(Stored data entries)
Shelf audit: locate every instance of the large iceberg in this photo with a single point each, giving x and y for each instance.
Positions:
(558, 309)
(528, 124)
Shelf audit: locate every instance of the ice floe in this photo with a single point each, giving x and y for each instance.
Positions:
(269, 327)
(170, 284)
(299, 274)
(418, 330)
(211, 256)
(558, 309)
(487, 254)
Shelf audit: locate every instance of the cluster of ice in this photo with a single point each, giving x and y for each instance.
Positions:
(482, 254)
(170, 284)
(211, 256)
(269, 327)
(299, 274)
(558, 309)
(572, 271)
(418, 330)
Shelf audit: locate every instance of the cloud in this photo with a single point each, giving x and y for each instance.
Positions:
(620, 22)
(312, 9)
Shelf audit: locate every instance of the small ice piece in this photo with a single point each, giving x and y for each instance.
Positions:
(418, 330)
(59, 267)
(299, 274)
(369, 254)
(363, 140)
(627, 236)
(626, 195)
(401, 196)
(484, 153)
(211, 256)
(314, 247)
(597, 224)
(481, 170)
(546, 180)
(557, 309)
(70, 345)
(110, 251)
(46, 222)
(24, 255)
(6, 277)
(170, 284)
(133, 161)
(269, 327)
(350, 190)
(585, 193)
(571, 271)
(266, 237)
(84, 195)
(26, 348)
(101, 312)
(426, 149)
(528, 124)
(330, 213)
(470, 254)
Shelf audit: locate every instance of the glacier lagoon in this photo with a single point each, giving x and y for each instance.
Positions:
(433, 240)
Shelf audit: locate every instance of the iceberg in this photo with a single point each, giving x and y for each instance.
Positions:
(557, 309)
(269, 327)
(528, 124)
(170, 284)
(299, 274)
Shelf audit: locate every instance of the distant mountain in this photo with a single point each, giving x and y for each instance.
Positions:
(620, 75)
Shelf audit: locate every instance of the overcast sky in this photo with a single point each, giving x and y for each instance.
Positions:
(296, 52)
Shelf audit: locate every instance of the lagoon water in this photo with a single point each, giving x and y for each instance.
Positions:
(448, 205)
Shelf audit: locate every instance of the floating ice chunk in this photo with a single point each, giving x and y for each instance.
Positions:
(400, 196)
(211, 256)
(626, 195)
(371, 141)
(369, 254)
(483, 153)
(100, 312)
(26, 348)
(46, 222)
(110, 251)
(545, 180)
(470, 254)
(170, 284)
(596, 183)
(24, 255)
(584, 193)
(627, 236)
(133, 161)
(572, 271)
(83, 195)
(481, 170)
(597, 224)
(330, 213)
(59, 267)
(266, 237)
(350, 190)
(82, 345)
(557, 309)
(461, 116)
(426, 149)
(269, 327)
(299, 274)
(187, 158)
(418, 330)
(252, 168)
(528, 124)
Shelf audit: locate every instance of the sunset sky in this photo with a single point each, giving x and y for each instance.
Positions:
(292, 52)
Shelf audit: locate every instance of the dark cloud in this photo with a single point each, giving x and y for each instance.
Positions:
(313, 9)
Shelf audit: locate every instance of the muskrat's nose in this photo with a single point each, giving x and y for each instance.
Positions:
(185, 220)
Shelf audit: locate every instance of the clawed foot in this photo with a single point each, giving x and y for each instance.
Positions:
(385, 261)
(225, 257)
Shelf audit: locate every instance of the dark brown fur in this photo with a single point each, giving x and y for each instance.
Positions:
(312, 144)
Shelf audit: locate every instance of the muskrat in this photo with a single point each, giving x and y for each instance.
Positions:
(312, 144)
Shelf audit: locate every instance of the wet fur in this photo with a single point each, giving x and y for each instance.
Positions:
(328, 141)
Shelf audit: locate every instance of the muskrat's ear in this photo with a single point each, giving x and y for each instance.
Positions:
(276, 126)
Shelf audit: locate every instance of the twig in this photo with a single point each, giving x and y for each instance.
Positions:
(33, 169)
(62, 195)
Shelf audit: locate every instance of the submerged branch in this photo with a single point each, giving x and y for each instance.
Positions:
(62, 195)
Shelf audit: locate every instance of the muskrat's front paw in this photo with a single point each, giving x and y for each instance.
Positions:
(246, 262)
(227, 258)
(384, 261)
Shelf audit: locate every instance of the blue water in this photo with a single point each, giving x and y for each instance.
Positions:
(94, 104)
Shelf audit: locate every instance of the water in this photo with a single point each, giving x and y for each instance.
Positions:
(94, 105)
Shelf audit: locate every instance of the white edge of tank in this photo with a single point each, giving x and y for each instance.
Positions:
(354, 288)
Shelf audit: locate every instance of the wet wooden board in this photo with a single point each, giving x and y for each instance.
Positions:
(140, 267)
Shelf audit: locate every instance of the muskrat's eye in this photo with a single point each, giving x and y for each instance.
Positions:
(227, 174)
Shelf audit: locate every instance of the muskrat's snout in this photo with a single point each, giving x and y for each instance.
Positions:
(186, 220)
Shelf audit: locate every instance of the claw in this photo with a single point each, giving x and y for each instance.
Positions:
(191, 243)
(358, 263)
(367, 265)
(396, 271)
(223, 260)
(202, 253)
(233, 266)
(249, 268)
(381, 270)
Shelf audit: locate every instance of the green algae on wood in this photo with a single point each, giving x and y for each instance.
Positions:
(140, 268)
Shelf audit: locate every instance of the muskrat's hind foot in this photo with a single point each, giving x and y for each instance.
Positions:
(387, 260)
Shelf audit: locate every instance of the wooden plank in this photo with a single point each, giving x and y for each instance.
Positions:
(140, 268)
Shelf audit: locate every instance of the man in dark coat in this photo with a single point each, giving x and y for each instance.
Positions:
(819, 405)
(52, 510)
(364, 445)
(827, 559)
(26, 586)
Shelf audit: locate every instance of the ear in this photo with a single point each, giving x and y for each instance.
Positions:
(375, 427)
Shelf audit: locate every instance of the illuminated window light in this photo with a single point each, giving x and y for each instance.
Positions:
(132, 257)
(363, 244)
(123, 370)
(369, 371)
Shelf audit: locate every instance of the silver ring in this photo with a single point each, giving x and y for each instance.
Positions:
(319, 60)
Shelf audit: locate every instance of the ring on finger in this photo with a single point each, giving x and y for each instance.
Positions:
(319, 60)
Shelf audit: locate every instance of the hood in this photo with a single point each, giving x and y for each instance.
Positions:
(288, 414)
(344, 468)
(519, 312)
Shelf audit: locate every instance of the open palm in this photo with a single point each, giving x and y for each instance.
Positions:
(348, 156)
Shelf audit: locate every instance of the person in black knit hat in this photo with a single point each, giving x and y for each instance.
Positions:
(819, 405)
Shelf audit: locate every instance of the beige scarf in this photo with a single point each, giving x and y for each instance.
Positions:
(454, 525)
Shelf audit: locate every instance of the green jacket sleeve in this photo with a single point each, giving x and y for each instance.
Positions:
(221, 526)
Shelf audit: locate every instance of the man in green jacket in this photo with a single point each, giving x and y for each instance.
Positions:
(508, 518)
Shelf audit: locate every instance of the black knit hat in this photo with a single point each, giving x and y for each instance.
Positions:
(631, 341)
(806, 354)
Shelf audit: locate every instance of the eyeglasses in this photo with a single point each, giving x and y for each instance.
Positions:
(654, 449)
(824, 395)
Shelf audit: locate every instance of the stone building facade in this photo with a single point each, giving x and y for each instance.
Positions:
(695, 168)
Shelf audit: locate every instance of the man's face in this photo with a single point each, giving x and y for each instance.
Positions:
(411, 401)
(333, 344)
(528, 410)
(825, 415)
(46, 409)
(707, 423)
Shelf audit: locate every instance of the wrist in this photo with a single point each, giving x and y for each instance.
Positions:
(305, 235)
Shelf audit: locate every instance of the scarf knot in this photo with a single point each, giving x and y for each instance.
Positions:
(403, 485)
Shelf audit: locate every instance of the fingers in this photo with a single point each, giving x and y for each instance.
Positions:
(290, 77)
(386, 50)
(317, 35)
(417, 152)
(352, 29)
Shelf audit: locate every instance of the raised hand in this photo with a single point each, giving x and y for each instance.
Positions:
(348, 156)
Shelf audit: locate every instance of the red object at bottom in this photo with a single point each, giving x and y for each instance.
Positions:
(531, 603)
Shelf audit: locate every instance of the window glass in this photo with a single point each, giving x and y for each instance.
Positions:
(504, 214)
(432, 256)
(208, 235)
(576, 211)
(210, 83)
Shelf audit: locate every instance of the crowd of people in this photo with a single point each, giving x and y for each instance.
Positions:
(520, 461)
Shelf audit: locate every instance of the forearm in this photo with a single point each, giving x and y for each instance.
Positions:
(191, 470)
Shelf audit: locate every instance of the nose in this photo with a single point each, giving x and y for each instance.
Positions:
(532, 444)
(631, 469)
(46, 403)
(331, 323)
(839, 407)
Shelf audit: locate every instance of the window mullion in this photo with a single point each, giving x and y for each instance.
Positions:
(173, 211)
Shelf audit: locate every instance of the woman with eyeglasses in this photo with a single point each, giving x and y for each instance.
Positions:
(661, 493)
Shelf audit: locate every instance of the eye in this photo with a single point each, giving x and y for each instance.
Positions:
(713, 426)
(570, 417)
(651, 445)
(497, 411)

## Exercise directions
Output, from the data above, the lines from the line with "Shelf audit: locate every instance of the claw in" to the line with "Shelf audit: locate every instance of the ring" exactly as they stand, both ends included and nothing else.

## Task output
Shelf audit: locate every instance of the claw in this photo with a single point each, giving x and y for each instance.
Positions:
(191, 243)
(358, 263)
(367, 265)
(396, 271)
(223, 260)
(202, 253)
(233, 266)
(249, 268)
(381, 270)
Shelf audit: locate every instance of the green algae on wood in this photo with a single point each, giving x and y for each instance.
Positions:
(140, 268)
Shelf audit: locate every instance of the muskrat's hind foot in this photo with a single point each, giving x and y for each instance.
Positions:
(387, 260)
Shelf audit: locate every instance of the wooden plank in this photo with a single point each, giving x and y for each instance.
Positions:
(140, 268)
Shelf audit: locate every instance of the man in dark coat in this photo with a single point each, giving x and y for each instance.
Positions:
(819, 405)
(52, 510)
(364, 445)
(827, 559)
(26, 586)
Shelf audit: locate every instance of the ear in this photo with a single point each, giving x and y for each instance.
Positions:
(375, 427)
Shelf audit: locate every instance of the illuminated window light in this photo with a single point each, giving x and y for each instance.
Positions:
(132, 257)
(363, 244)
(123, 370)
(369, 371)
Shelf audit: locate every instance of the silver ring in this photo with a single point each, giving x and y for each instance.
Positions:
(319, 60)
Shelf audit: locate every instance of the ring on finger in this photo with a single point each, giving x and y for each instance.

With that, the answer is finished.